(Excerpts from point annotation data)

** BEGIN **

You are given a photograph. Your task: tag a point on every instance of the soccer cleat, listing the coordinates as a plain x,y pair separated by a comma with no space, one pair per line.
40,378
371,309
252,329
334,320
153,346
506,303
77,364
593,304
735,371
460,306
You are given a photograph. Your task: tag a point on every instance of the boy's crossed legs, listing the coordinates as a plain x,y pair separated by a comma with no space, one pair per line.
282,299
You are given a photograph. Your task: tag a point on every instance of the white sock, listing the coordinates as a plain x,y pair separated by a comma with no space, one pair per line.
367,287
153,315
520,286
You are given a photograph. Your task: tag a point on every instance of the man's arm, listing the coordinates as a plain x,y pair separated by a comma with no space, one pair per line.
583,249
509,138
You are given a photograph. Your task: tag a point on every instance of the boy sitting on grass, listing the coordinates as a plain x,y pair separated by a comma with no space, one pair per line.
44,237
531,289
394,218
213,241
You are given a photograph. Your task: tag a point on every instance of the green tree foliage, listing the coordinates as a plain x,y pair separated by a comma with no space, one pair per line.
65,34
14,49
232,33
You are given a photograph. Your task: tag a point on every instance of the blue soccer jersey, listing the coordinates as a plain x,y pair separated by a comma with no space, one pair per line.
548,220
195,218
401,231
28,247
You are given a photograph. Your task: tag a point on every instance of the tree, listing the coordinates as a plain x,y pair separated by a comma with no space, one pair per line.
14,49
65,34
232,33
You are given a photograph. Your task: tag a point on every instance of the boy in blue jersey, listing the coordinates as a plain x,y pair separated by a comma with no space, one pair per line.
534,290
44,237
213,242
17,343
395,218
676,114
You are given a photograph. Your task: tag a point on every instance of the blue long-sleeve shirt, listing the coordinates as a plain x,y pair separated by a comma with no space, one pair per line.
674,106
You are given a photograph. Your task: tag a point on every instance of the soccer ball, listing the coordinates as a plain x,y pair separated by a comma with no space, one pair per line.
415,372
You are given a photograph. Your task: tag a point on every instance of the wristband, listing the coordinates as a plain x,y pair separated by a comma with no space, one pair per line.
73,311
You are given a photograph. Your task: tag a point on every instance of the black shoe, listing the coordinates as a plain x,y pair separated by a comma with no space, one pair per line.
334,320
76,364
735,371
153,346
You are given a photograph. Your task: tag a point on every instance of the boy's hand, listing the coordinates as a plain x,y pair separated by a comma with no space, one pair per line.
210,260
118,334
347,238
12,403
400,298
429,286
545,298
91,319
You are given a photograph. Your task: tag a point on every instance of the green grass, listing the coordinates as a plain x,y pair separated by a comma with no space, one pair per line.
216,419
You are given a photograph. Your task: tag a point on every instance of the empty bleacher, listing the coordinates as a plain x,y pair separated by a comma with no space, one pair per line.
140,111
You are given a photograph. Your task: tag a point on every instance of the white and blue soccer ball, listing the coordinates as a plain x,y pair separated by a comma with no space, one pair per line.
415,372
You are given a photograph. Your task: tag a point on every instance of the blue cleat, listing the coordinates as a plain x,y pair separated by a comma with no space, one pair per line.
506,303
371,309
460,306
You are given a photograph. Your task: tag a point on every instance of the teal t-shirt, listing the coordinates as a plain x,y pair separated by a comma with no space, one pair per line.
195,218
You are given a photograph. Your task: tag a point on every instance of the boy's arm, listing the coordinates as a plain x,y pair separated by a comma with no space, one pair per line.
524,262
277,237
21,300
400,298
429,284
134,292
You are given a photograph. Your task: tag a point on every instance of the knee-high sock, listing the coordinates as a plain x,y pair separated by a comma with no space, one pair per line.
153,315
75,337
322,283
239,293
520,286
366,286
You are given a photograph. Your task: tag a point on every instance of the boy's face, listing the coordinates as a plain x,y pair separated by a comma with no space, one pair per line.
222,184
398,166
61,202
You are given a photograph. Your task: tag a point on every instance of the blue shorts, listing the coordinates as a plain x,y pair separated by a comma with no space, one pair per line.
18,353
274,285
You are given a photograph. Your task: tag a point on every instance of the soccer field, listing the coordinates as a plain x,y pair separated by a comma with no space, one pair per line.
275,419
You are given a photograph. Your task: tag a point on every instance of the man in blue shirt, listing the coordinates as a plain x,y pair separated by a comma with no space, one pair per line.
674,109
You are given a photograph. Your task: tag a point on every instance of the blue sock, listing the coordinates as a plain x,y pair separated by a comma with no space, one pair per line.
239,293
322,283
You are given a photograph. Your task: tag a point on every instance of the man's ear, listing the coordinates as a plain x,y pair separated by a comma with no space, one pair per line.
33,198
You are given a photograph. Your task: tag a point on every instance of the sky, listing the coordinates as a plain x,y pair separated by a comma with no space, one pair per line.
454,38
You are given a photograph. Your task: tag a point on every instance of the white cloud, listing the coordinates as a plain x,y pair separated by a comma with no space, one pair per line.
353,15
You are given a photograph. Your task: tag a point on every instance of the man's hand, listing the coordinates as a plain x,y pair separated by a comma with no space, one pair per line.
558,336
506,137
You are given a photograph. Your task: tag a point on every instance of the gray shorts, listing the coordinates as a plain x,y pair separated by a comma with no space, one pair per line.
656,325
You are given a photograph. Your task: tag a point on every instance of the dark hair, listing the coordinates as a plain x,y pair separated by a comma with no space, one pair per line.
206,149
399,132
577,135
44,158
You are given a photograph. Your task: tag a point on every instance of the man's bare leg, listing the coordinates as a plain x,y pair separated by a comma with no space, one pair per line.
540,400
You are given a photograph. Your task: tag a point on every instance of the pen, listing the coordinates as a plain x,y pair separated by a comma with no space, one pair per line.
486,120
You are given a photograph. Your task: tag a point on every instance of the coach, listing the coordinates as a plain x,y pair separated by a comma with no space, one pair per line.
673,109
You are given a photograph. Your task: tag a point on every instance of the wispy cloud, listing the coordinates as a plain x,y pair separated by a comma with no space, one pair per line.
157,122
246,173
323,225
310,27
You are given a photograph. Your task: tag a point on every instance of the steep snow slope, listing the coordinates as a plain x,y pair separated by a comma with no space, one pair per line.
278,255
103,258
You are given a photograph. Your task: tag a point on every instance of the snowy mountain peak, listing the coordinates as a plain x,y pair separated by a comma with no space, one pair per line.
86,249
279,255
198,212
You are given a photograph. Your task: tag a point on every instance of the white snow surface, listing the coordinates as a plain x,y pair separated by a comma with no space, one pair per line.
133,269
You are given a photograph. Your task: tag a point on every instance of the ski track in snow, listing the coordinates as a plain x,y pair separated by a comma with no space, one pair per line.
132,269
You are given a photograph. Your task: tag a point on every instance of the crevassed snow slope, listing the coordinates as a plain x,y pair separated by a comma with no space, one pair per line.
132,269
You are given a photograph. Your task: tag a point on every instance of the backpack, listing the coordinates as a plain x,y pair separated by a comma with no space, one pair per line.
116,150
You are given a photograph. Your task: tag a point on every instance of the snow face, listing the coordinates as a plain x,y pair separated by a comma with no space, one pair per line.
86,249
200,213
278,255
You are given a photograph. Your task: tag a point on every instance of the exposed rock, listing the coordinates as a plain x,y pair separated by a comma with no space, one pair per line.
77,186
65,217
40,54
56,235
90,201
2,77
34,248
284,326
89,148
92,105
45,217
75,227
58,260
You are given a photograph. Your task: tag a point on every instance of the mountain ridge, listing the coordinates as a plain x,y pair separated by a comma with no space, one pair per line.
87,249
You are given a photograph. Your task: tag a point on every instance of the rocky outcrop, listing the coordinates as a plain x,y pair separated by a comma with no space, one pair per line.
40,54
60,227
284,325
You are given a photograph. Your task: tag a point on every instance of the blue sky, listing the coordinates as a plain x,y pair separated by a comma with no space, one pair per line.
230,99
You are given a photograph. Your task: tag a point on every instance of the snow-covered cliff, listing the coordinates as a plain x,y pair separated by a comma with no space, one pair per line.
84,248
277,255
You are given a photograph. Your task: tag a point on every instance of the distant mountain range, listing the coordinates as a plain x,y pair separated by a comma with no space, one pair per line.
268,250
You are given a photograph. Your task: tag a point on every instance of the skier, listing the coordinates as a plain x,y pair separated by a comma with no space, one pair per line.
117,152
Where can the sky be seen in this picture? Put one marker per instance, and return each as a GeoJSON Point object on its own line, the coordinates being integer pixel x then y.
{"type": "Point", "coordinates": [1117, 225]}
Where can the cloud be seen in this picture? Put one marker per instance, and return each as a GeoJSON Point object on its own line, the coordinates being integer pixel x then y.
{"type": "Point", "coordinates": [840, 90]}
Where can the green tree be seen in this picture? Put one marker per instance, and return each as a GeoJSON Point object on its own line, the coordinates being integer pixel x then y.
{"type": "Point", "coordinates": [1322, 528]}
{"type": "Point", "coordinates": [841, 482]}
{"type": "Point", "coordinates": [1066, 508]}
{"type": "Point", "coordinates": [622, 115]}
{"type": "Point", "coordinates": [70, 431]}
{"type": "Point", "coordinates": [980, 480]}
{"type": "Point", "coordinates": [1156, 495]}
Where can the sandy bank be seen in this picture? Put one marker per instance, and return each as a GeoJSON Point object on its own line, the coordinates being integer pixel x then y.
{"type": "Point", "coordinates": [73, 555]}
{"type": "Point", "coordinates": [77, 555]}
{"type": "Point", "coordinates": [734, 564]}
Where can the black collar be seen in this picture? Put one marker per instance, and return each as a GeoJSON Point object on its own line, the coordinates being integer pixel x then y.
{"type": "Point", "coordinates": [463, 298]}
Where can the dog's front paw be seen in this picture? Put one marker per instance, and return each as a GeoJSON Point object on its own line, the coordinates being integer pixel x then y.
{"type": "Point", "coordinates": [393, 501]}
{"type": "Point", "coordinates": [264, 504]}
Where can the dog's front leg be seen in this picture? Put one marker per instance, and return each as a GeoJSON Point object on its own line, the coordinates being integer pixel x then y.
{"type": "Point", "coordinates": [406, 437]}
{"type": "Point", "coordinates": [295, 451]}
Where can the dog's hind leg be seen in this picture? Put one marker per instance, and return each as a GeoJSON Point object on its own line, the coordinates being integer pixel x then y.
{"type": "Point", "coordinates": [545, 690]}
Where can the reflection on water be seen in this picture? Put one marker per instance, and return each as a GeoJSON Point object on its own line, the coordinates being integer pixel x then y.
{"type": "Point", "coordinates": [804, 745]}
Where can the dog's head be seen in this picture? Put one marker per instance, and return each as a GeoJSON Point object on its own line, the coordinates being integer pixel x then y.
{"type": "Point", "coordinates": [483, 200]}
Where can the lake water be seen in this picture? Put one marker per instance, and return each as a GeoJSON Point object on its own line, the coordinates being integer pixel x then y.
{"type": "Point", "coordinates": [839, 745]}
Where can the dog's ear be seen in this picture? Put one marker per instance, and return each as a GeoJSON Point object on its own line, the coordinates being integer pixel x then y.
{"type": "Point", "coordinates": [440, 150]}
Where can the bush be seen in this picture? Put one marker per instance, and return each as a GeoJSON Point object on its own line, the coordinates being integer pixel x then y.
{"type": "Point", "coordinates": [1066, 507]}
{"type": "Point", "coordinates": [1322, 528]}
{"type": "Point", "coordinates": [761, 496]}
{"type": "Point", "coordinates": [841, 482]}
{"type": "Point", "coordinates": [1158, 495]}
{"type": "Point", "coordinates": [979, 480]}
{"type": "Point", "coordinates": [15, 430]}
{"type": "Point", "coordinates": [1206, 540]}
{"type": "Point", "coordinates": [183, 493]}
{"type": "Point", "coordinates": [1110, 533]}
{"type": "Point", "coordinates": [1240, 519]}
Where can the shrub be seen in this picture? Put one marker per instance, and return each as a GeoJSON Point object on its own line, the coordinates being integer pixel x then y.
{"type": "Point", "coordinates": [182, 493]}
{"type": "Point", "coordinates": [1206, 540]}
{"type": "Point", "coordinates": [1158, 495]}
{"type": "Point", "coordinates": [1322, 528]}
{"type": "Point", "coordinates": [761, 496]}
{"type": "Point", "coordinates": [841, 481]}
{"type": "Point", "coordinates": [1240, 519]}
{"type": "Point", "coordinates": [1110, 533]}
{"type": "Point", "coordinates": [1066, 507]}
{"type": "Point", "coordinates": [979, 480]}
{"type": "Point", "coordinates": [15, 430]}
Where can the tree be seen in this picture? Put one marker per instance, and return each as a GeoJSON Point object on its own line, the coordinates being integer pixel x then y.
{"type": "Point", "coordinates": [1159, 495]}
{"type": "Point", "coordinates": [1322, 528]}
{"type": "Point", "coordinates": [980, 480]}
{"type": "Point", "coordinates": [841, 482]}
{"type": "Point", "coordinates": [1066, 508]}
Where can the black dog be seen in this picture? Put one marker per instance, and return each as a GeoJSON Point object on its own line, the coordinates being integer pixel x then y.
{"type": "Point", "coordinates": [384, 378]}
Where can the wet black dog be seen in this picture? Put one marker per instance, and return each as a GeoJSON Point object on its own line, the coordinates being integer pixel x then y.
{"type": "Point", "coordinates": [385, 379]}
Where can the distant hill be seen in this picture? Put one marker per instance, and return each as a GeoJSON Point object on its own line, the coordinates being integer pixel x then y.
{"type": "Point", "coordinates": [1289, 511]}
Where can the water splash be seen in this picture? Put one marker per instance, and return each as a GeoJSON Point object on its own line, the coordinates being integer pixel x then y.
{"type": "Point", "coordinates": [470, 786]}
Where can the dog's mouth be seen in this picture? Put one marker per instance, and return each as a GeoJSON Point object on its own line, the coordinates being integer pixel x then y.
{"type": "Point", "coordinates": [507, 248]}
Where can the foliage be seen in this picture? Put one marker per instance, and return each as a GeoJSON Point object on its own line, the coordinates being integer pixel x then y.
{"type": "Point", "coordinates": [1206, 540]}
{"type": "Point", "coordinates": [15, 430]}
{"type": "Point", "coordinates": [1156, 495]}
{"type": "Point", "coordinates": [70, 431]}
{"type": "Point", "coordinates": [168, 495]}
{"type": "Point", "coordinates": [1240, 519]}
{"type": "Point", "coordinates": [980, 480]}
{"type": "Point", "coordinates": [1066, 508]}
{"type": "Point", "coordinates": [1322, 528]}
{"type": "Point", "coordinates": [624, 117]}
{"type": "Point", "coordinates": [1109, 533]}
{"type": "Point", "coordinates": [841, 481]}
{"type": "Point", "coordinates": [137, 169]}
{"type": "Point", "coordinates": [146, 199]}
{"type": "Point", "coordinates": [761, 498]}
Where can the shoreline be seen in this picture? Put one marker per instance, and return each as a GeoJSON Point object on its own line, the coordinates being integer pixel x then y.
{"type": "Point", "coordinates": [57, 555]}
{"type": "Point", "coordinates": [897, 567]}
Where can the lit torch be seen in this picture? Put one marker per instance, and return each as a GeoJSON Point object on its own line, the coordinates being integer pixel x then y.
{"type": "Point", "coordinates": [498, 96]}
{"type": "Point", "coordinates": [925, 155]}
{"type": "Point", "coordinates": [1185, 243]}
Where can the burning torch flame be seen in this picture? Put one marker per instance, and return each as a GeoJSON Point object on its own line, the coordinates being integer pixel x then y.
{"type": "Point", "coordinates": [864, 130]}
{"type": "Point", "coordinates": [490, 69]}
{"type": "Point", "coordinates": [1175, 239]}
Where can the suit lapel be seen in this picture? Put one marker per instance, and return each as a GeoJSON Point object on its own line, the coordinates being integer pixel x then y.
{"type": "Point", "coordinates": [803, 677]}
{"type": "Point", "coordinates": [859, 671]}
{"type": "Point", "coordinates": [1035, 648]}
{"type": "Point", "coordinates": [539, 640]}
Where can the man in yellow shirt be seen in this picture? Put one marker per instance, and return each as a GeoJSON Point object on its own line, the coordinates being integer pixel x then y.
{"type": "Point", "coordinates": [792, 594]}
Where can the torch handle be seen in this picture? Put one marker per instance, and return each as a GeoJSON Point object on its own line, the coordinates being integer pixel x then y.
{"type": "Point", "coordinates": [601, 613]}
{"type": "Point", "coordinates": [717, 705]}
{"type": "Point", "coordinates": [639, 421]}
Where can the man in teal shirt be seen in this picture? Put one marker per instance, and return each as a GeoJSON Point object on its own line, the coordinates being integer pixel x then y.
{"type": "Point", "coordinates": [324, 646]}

** END **

§ Request
Exactly and exclusively, repeat the lines from the line that contains "Where can the man in yellow" through the end of the records, both ends included.

§ Finished answer
Where can the man in yellow shirt be seen in this picture? Put one marker per instance, and return each as a GeoJSON Point object on its own line, the coordinates being integer pixel x then y.
{"type": "Point", "coordinates": [792, 594]}
Where can the torch handle be seen in this picture? Put one marker per instance, and return each as a GeoJSON Point object on its own line, the coordinates being integer pixel x then y.
{"type": "Point", "coordinates": [601, 613]}
{"type": "Point", "coordinates": [717, 705]}
{"type": "Point", "coordinates": [639, 421]}
Where can the man in teal shirt be seen in this picture? Put one marker per instance, and return each as a GeoJSON Point object on its own line, the coordinates being integer pixel x then y.
{"type": "Point", "coordinates": [324, 646]}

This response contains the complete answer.